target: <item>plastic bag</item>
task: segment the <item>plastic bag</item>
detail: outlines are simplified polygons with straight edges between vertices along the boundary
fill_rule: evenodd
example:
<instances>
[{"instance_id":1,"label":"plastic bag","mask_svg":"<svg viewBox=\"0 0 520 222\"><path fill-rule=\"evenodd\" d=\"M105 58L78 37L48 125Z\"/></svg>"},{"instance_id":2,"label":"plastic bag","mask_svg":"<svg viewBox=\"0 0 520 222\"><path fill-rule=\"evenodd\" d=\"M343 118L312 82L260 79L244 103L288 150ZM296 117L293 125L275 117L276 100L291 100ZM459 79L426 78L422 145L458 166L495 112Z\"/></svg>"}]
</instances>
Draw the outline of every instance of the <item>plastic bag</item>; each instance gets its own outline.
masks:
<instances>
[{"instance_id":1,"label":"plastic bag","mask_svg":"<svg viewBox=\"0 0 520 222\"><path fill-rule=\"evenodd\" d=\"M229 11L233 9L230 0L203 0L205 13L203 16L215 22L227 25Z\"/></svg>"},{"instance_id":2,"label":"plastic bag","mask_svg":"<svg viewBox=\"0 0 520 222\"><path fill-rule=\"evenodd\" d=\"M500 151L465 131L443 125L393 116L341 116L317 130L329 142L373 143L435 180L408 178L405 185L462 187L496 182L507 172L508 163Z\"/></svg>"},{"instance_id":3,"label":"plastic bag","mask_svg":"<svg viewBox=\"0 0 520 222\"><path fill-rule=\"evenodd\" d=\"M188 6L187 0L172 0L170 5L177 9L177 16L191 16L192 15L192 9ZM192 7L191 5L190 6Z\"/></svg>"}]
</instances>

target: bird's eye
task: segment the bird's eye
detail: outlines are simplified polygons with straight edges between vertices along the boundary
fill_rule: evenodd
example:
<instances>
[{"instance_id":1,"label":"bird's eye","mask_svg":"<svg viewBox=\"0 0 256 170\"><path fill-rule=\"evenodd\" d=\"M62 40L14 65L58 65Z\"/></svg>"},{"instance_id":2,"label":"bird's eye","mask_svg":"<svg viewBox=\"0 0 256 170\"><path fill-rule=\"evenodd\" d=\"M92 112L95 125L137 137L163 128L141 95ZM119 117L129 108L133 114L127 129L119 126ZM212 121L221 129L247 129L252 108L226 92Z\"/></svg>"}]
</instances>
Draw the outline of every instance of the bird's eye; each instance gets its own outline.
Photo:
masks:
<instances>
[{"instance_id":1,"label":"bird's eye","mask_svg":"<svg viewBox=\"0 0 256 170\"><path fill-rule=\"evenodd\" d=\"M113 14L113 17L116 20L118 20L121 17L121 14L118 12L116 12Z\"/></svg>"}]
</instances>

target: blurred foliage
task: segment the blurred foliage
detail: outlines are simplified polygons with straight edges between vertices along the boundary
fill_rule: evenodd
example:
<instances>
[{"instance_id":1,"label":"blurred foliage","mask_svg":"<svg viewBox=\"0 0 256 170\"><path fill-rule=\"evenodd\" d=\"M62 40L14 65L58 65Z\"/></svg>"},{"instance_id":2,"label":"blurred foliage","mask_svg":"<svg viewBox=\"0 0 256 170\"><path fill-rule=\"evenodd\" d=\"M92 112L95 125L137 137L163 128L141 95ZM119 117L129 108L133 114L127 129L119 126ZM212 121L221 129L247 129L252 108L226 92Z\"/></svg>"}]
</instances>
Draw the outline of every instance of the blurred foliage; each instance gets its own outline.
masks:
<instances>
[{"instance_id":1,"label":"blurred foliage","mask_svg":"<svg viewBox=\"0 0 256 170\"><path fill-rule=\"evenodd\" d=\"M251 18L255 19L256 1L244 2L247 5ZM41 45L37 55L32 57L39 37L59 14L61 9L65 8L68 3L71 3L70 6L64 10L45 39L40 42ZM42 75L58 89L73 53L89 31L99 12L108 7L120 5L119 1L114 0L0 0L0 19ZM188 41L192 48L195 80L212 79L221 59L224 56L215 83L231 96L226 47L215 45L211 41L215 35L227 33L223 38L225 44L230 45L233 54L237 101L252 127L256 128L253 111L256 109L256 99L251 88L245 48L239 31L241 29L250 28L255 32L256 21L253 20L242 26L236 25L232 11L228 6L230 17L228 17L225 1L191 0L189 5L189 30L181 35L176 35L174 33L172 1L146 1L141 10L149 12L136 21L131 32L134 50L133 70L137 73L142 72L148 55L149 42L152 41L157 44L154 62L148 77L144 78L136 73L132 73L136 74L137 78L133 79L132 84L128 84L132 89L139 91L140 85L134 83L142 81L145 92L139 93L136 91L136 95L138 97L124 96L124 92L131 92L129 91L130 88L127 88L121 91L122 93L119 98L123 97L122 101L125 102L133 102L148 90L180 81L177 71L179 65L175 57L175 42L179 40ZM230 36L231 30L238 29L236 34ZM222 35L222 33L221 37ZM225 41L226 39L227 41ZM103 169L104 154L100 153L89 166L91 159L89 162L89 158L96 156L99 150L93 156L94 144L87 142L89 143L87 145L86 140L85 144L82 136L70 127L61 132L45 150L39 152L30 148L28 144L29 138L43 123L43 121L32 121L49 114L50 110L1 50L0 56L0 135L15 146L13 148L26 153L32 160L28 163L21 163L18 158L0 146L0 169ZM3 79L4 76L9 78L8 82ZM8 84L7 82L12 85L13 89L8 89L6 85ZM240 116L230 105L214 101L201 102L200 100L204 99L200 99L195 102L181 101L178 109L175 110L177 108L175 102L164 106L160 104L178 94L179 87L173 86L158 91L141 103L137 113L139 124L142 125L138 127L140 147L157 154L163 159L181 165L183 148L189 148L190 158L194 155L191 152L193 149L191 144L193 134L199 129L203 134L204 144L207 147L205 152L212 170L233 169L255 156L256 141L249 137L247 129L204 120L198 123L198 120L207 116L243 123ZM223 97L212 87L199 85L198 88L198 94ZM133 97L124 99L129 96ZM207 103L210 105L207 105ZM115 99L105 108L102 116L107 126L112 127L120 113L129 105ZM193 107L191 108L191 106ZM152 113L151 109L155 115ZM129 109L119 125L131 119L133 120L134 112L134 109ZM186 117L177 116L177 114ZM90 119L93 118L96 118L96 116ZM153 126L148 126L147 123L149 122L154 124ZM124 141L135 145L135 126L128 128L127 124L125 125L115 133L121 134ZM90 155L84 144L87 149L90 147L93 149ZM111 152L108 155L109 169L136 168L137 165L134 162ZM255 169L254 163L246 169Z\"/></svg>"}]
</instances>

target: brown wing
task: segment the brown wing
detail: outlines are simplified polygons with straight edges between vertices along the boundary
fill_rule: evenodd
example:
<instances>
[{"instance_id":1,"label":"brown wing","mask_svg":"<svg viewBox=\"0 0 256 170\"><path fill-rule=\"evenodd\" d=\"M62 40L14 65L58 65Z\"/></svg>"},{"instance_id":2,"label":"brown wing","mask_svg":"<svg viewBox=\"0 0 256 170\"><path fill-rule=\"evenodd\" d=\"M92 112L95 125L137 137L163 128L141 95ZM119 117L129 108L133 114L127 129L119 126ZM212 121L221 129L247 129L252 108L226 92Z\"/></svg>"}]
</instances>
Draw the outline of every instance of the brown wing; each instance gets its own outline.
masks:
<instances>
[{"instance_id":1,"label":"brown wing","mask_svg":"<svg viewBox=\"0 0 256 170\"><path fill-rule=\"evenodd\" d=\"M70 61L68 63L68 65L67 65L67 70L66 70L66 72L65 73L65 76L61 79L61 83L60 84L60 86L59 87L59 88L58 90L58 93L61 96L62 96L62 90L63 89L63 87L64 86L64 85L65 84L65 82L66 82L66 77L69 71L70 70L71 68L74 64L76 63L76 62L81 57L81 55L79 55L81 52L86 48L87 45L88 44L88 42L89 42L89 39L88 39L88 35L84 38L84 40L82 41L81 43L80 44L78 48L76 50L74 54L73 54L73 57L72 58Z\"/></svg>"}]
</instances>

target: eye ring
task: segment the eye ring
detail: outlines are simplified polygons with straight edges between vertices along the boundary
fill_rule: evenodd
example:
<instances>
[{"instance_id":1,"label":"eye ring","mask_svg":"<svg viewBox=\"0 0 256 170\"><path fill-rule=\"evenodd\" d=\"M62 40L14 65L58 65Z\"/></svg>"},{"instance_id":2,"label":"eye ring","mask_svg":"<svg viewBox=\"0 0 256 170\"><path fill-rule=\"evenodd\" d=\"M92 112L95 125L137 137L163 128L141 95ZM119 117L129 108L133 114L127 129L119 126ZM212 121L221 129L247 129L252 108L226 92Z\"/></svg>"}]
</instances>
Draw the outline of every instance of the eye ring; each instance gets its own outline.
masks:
++++++++
Count the lines above that contain the string "Draw", with case counting, and give only the number.

§ Finished task:
5